Source:
╔══

ANZ agriculture economist Susan Kilsby said the results came as a great surprise.
"It's a really positive start to the season for our farmers and it means the likelihood of the milk price being at the higher end of the range that Fonterra is currently forecasting, is much greater."
Federated Farmers dairy chair Wayne Langford said the results were encouraging, especially during uncertain times.
"I think considering the circumstances around the world where we see different countries going into lockdown again, a rise like this is very positive and it will certainly be welcomed by farmers coming out of the Christmas break."
The commodity lactose had the biggest increase, rising 7.4%, while butter was up 7.2%.
Langford hoped the results would bring a lot of relief to farmers.
"What it will do though is strengthen the forecast, which is good news for farmers, it gives us some certainty around what we're doing and certainly leaning forward into the end of the season. A lot of the milk will be contracted in from now on and so it will give us a bit more surety around what our payments are through winter and October will look like."

╚══

Directives:
- A) Please retype the dairy price passage from "The commodity lactose" up to and including "relief to farmers.", with no change to any word or mark.
- B) Write what comes next in the dairy price passage, picking up after its final sentence.
None of the data that comes after this passage is needed.

Extracted material:
╔══

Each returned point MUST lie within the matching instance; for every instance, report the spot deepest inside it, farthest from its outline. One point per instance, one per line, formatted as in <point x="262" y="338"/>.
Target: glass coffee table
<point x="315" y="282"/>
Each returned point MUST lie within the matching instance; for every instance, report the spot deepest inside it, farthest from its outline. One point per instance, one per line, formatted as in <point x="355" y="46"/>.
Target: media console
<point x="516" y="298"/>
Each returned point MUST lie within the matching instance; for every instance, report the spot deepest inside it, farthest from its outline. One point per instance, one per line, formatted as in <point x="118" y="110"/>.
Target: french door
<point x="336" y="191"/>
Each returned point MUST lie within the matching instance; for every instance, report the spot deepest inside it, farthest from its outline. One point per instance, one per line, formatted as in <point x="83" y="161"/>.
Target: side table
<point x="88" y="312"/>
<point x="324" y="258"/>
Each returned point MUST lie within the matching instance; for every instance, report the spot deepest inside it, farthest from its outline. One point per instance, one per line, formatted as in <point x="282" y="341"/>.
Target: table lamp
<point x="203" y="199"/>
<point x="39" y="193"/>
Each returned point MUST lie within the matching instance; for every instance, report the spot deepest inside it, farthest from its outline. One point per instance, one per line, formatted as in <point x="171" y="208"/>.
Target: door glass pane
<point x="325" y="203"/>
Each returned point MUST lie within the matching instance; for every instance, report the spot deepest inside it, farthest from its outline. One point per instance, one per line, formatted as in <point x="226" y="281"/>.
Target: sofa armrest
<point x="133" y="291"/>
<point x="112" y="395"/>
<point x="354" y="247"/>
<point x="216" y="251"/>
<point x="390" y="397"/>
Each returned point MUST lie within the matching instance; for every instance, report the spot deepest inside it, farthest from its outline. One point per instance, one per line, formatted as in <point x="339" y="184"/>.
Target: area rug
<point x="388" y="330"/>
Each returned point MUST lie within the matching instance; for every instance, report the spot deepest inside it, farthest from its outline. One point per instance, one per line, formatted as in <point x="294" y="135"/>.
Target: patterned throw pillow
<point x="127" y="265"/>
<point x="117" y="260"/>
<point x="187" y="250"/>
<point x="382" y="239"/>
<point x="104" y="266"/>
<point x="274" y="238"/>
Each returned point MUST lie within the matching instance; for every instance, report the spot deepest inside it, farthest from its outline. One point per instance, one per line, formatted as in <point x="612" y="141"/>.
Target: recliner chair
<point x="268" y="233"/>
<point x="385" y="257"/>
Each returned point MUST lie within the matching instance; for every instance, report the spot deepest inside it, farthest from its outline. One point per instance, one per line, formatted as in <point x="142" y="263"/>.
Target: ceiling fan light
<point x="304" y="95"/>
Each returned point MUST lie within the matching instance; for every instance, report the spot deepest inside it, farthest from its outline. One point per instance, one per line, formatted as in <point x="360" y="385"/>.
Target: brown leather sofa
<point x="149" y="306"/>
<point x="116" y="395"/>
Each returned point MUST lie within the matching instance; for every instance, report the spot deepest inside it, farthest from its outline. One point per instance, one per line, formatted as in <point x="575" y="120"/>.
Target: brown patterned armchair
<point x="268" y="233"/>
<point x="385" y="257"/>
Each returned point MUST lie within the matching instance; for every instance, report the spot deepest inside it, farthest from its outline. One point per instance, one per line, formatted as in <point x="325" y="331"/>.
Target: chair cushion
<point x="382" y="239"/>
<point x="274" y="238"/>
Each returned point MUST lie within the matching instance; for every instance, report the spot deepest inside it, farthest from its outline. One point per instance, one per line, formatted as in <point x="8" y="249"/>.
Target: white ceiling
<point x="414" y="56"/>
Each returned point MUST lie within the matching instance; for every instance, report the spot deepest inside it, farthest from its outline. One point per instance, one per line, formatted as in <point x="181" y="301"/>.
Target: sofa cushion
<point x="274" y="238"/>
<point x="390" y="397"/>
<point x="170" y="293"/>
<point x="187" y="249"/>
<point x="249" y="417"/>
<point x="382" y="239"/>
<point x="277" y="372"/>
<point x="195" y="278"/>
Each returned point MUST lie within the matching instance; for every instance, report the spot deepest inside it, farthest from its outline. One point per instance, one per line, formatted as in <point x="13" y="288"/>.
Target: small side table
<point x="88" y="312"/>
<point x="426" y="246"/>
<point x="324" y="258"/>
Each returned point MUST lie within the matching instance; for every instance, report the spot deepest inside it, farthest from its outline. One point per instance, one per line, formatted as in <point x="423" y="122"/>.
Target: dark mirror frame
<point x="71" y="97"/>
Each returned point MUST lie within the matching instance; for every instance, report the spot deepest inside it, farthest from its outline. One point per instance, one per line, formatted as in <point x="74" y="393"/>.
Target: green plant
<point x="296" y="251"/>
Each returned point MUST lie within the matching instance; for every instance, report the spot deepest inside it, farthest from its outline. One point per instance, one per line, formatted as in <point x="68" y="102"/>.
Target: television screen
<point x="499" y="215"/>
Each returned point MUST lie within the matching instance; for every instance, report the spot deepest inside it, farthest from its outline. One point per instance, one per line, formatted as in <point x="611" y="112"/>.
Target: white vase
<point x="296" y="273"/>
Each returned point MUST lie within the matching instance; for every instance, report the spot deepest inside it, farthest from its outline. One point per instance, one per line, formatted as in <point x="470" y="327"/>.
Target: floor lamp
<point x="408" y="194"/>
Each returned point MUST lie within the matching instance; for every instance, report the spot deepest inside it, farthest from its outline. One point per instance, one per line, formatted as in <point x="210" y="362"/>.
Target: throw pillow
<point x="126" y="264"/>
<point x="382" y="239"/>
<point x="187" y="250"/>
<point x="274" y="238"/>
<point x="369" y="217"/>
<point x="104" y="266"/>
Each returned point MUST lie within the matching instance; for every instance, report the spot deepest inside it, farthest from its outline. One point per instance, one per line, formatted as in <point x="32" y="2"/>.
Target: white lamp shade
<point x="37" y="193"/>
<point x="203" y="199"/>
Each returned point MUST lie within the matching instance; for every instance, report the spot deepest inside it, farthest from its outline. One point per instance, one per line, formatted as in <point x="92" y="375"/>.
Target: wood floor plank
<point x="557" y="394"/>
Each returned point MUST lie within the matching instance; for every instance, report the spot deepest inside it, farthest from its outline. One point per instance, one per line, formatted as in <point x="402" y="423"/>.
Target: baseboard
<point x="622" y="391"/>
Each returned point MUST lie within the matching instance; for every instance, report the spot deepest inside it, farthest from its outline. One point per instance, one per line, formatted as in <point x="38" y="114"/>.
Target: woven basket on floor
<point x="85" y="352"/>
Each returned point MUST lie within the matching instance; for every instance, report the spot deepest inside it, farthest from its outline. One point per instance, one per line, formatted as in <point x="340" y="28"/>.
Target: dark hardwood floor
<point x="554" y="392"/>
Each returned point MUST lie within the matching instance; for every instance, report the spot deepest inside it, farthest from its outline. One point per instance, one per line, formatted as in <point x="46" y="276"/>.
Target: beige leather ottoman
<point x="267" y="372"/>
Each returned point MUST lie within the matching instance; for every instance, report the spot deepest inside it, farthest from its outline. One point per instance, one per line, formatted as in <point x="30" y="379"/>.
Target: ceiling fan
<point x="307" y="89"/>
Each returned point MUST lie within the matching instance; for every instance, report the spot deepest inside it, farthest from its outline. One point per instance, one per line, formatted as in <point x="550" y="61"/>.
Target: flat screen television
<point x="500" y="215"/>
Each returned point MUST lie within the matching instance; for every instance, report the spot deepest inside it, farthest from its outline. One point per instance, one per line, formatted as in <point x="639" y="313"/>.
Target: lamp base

╚══

Responses to the exercise:
- A)
The commodity lactose had the biggest increase, rising 7.4%, while butter was up 7.2%.
Langford hoped the results would bring a lot of relief to farmers.

- B)
Kilsby said it was not just dairy farmers who would benefit.
"It certainly does flow through, a lot of the spending in our rural communities is funded from incomes that come from dairy farmers so it definitely flows through to our rural communities. so it's really positive that we're seeing a good level of milk price there at the moment."
Langford agreed, saying urban areas would also see flow-on effects.
"It's a heck of a lot of money if you look at it across wider New Zealand, so I encourage those businesses - particularly in urban towns and rural towns - to get amongst it and filter down off the good work farmers are doing."
The next global trading session is on January 19.